WHAT YOU NEED TO DO
1. In the passage about the MMR vaccine and autism, what did John O'Leary's team claim in 2002 to have detected in gut biopsies of children with autism?
2. Repeat the passage about the MMR vaccine and autism word for word, between "Meanwhile in the" and "rendered her autistic.", inclusive.

EXCERPT TO READ
····················

‘If the MMR vaccine was not the cause of my son's autism, then why has he got traces of measles virus in his bowels?’ This was the question put to me 5 years ago by one of the parents involved in the litigation against the manufacturers of the MMR vaccine. He was a passionate supporter of the campaign led by the former Royal Free researcher Andrew Wakefield who first suggested a link between MMR and autism. The claim, made in 2002 by a team led by Dublin pathologist John O‘Leary, that measles virus RNA had been detected in gut biopsies of children with autism, appeared to provide powerful vindication for Wakefield's hypothesis that a distinctive inflammatory bowel condition — dubbed ‘autistic enterocolitis’ — was the mediating link between MMR and autism.
Testimony in a US court last month by London-based molecular biologist Stephen Bustin (a world authority on PCR testing) exposed the unreliability of O'Leary's findings. Although this is good news for parents, Bustin's testimony was yet another blow for the anti-vaccine campaigners as Andrew Wakefield returns from his private clinic in Texas to face charges of professional misconduct at the General Medical Council. The hearings in the US mark the culmination of two parallel anti-vaccine campaigns. In the UK, parents of more than 1400 children were drawn into litigation against MMR, which collapsed in 2004 when the Legal Services Commission realised that, in the absence of scientific evidence, the claim had no chance of succeeding.
Meanwhile in the US, campaigners blame the mercury-based preservative thiomersal in some vaccines for the apparent increase in the prevalence of autism. The facts that the prevalence of autism has continued to rise after the removal of thiomersal from vaccines and that MMR has never contained thiomersal have not deterred campaigners from trying to link mercury and MMR in the causation of autism, through a series of speculative and improbable pathways. The court in Washington heard the first test case (of a total of 4800), that of 12-year old Michelle Cedillo whose parents believe, partly on the strength of results from O'Leary's lab, that the combination of vaccines containing thiomersal with MMR at 16 months rendered her autistic.

····················

SUPPLIED DATA
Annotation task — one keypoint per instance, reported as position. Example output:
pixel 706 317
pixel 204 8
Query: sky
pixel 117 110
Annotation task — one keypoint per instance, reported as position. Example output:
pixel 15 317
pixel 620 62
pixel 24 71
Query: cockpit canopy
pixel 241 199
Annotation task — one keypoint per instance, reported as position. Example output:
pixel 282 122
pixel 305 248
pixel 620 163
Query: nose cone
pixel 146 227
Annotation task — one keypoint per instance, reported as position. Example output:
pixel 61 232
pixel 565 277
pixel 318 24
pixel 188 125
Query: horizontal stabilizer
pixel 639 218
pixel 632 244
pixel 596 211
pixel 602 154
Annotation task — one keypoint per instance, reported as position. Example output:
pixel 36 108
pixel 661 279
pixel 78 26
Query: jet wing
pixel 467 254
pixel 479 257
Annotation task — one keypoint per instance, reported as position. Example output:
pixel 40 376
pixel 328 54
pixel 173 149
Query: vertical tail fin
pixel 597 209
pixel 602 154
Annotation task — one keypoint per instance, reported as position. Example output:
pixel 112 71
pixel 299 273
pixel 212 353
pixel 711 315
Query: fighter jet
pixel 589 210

····················

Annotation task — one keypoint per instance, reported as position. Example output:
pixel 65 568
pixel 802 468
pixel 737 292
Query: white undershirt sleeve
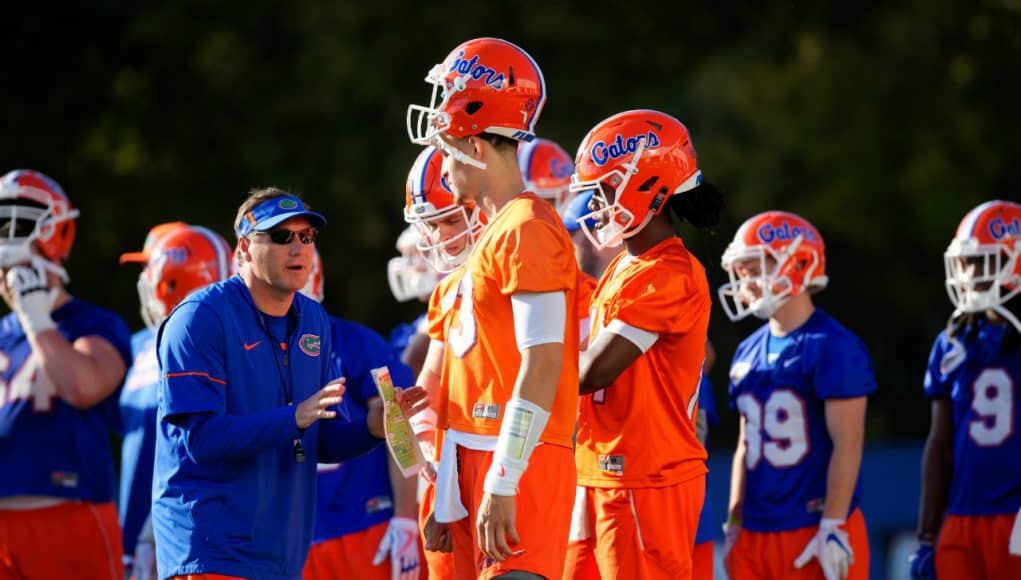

····················

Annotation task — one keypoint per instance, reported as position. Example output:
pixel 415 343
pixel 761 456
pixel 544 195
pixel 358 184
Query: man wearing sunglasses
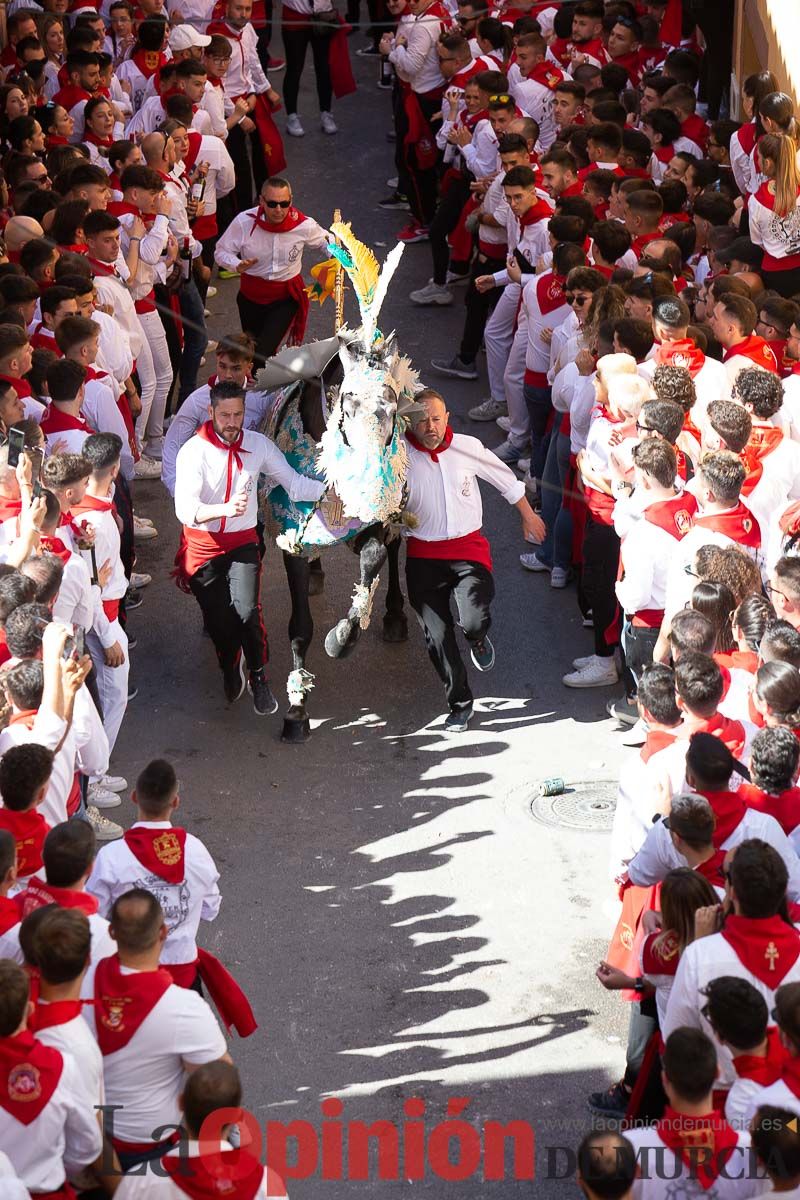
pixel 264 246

····················

EXERCISE SOLUTIONS
1. Measles virus RNA.

2.
Meanwhile in the US, campaigners blame the mercury-based preservative thiomersal in some vaccines for the apparent increase in the prevalence of autism. The facts that the prevalence of autism has continued to rise after the removal of thiomersal from vaccines and that MMR has never contained thiomersal have not deterred campaigners from trying to link mercury and MMR in the causation of autism, through a series of speculative and improbable pathways. The court in Washington heard the first test case (of a total of 4800), that of 12-year old Michelle Cedillo whose parents believe, partly on the strength of results from O'Leary's lab, that the combination of vaccines containing thiomersal with MMR at 16 months rendered her autistic.